TEXT BLOCK:
You get a wonderful look at rookie Clayton Kershaw’s first major league start (hey, I was there, too) through the eyes of his family and friends in the stands. You watch his girlfriend greet him after the game with so much love and warmth that you want to hug them both. You watch Manny introduce himself to clubhouse workers, forgetting to say hello to his new manager. No Dodger documentary would be complete without some Vin Scully, who addresses some Asian journalists with the only thing he knows how to say in their native language. “I’ll have scotch with a little water and some ice.”

At its core, “Bluetopia” shows you what it means to be the fan of a baseball team. Not just the Dodgers. Any team. It reminded me of when I was a kid and I lived and mostly died with the New York Mets. When I knew every uniform number and birthplace of every player. Jim McAndrew from Lost Nation, Iowa. Nolan Ryan from Alvin, Texas. I realized that there is still some baseball love for me to give even if it’s in another time and another place.

”Bluetopia” showed me that baseball is never outgrown. Because baseball keeps us as we should be. All kids at heart.

Dinner last night: Roast beef sandwich from Clementine's.

5 comments:

Anonymous said...

Big thumbs up for "Bluetopia" and a big thumbs down for that jerk Manny! Fifty games...

Len said...

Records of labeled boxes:
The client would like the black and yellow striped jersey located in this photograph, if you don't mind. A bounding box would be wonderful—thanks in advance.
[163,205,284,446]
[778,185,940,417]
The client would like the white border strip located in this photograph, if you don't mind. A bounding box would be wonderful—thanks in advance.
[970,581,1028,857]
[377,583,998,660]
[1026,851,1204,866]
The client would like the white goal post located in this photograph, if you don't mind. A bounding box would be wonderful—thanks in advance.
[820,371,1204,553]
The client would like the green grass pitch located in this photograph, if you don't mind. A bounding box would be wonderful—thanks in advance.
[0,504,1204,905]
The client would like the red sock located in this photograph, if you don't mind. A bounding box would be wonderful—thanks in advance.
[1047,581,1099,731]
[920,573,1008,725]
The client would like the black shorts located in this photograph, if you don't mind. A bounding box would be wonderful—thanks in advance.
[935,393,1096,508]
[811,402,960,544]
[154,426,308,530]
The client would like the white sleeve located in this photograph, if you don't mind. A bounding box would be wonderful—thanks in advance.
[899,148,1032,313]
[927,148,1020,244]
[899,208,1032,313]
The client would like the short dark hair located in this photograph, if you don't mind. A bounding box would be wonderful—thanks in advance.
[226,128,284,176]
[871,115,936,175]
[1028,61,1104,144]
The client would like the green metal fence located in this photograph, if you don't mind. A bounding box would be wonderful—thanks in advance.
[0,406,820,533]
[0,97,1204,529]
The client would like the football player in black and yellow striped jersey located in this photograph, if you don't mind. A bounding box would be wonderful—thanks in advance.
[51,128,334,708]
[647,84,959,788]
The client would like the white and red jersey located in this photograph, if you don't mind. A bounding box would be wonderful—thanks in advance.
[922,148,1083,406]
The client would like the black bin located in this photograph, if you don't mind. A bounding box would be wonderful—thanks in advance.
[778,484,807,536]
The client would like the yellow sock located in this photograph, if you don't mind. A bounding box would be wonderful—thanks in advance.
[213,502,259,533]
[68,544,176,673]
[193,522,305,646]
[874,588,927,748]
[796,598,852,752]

EXERCISES:
**1)** Please rewrite the post about Bluetopia from "Dinner last night: Roast" up to and including "Len said...", renaming "Roast beef" as "Turkey".
**2)** Translate this sentence from the post about Bluetopia into Spanish: "At its core, “Bluetopia” shows you what it means to be the fan of a baseball team."
This listing was taken from a separate source.

EXPECTED ANSWERS:
**1)**
Dinner last night: Turkey sandwich from Clementine's.

5 comments:

Anonymous said...

Big thumbs up for "Bluetopia" and a big thumbs down for that jerk Manny! Fifty games...

Len said...

**2)** En esencia, «Bluetopia» te muestra lo que significa ser aficionado de un equipo de béisbol.